<<<<
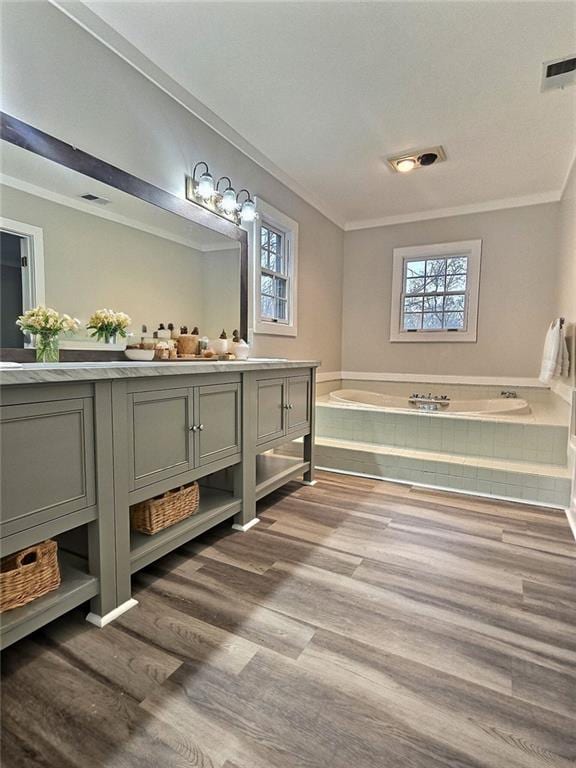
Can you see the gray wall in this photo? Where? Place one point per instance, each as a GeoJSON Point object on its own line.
{"type": "Point", "coordinates": [517, 295]}
{"type": "Point", "coordinates": [566, 285]}
{"type": "Point", "coordinates": [59, 78]}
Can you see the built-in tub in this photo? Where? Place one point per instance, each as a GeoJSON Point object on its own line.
{"type": "Point", "coordinates": [499, 406]}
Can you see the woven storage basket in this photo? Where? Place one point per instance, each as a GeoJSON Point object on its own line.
{"type": "Point", "coordinates": [28, 574]}
{"type": "Point", "coordinates": [156, 514]}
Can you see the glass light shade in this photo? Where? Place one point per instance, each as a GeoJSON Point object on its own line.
{"type": "Point", "coordinates": [205, 186]}
{"type": "Point", "coordinates": [248, 212]}
{"type": "Point", "coordinates": [228, 203]}
{"type": "Point", "coordinates": [406, 165]}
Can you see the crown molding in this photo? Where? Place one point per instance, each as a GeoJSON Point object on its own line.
{"type": "Point", "coordinates": [78, 12]}
{"type": "Point", "coordinates": [459, 210]}
{"type": "Point", "coordinates": [567, 179]}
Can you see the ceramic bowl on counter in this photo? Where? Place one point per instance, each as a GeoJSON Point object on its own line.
{"type": "Point", "coordinates": [141, 355]}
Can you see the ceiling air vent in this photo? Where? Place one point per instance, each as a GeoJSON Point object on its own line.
{"type": "Point", "coordinates": [95, 199]}
{"type": "Point", "coordinates": [559, 73]}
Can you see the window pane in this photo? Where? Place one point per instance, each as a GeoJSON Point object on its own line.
{"type": "Point", "coordinates": [454, 303]}
{"type": "Point", "coordinates": [434, 285]}
{"type": "Point", "coordinates": [457, 265]}
{"type": "Point", "coordinates": [414, 285]}
{"type": "Point", "coordinates": [432, 320]}
{"type": "Point", "coordinates": [456, 283]}
{"type": "Point", "coordinates": [435, 267]}
{"type": "Point", "coordinates": [267, 306]}
{"type": "Point", "coordinates": [454, 320]}
{"type": "Point", "coordinates": [433, 304]}
{"type": "Point", "coordinates": [267, 285]}
{"type": "Point", "coordinates": [415, 268]}
{"type": "Point", "coordinates": [412, 304]}
{"type": "Point", "coordinates": [281, 309]}
{"type": "Point", "coordinates": [412, 322]}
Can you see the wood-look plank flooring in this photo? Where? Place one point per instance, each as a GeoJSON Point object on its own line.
{"type": "Point", "coordinates": [361, 624]}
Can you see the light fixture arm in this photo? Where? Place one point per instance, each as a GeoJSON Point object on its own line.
{"type": "Point", "coordinates": [196, 168]}
{"type": "Point", "coordinates": [248, 199]}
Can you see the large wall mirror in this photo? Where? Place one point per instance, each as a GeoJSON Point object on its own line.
{"type": "Point", "coordinates": [74, 242]}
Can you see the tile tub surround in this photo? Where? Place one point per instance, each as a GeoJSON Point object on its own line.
{"type": "Point", "coordinates": [520, 457]}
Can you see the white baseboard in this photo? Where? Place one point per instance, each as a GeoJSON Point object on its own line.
{"type": "Point", "coordinates": [244, 528]}
{"type": "Point", "coordinates": [571, 515]}
{"type": "Point", "coordinates": [101, 621]}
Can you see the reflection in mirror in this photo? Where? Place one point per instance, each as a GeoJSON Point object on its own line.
{"type": "Point", "coordinates": [78, 245]}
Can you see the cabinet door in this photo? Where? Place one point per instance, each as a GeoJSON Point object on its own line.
{"type": "Point", "coordinates": [271, 412]}
{"type": "Point", "coordinates": [217, 414]}
{"type": "Point", "coordinates": [161, 441]}
{"type": "Point", "coordinates": [298, 398]}
{"type": "Point", "coordinates": [47, 467]}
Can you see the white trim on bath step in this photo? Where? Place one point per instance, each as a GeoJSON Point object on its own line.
{"type": "Point", "coordinates": [429, 378]}
{"type": "Point", "coordinates": [452, 491]}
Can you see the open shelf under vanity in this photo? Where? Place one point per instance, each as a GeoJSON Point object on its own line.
{"type": "Point", "coordinates": [273, 471]}
{"type": "Point", "coordinates": [77, 587]}
{"type": "Point", "coordinates": [215, 507]}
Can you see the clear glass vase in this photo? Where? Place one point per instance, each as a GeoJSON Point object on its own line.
{"type": "Point", "coordinates": [47, 349]}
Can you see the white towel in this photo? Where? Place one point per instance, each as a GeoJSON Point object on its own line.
{"type": "Point", "coordinates": [555, 353]}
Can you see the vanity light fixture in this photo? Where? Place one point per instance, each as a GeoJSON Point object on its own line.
{"type": "Point", "coordinates": [218, 198]}
{"type": "Point", "coordinates": [247, 208]}
{"type": "Point", "coordinates": [227, 199]}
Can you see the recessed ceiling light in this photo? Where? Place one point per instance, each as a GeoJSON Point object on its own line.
{"type": "Point", "coordinates": [417, 158]}
{"type": "Point", "coordinates": [406, 165]}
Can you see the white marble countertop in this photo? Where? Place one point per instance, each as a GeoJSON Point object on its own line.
{"type": "Point", "coordinates": [45, 373]}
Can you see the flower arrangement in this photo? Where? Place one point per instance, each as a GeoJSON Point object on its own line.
{"type": "Point", "coordinates": [46, 324]}
{"type": "Point", "coordinates": [108, 324]}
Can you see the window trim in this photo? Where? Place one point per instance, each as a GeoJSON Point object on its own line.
{"type": "Point", "coordinates": [470, 248]}
{"type": "Point", "coordinates": [267, 214]}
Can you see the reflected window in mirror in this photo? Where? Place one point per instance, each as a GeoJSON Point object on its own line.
{"type": "Point", "coordinates": [274, 252]}
{"type": "Point", "coordinates": [21, 277]}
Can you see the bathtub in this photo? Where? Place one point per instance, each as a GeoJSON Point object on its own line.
{"type": "Point", "coordinates": [480, 407]}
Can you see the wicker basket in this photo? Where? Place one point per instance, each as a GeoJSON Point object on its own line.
{"type": "Point", "coordinates": [156, 514]}
{"type": "Point", "coordinates": [28, 574]}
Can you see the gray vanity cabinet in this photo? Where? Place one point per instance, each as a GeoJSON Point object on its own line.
{"type": "Point", "coordinates": [161, 443]}
{"type": "Point", "coordinates": [48, 463]}
{"type": "Point", "coordinates": [218, 433]}
{"type": "Point", "coordinates": [174, 431]}
{"type": "Point", "coordinates": [299, 402]}
{"type": "Point", "coordinates": [283, 407]}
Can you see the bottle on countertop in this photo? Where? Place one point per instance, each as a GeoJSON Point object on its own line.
{"type": "Point", "coordinates": [162, 332]}
{"type": "Point", "coordinates": [240, 348]}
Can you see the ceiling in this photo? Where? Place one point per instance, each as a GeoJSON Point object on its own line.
{"type": "Point", "coordinates": [326, 90]}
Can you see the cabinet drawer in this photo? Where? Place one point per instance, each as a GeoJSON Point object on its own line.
{"type": "Point", "coordinates": [48, 461]}
{"type": "Point", "coordinates": [160, 443]}
{"type": "Point", "coordinates": [217, 410]}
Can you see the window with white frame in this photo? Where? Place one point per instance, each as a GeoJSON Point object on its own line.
{"type": "Point", "coordinates": [275, 261]}
{"type": "Point", "coordinates": [435, 292]}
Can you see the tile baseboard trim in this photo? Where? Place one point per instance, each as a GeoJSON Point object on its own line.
{"type": "Point", "coordinates": [444, 489]}
{"type": "Point", "coordinates": [102, 621]}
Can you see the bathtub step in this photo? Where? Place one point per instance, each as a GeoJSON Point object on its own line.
{"type": "Point", "coordinates": [538, 483]}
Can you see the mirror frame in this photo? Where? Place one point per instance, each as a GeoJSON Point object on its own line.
>>>>
Rewrite the lines from the one containing "Can you see the bathtub step" through the end of the records, putting "mirror border" in place of "mirror frame" and changing nothing else.

Can you see the bathtub step in this photo? Where? Place one point per instance, each as a GeoJSON Point object on its own line.
{"type": "Point", "coordinates": [538, 483]}
Can you see the mirror border in this photo? Where? Place one point per instance, each as a GeoJSON Point object on its own line.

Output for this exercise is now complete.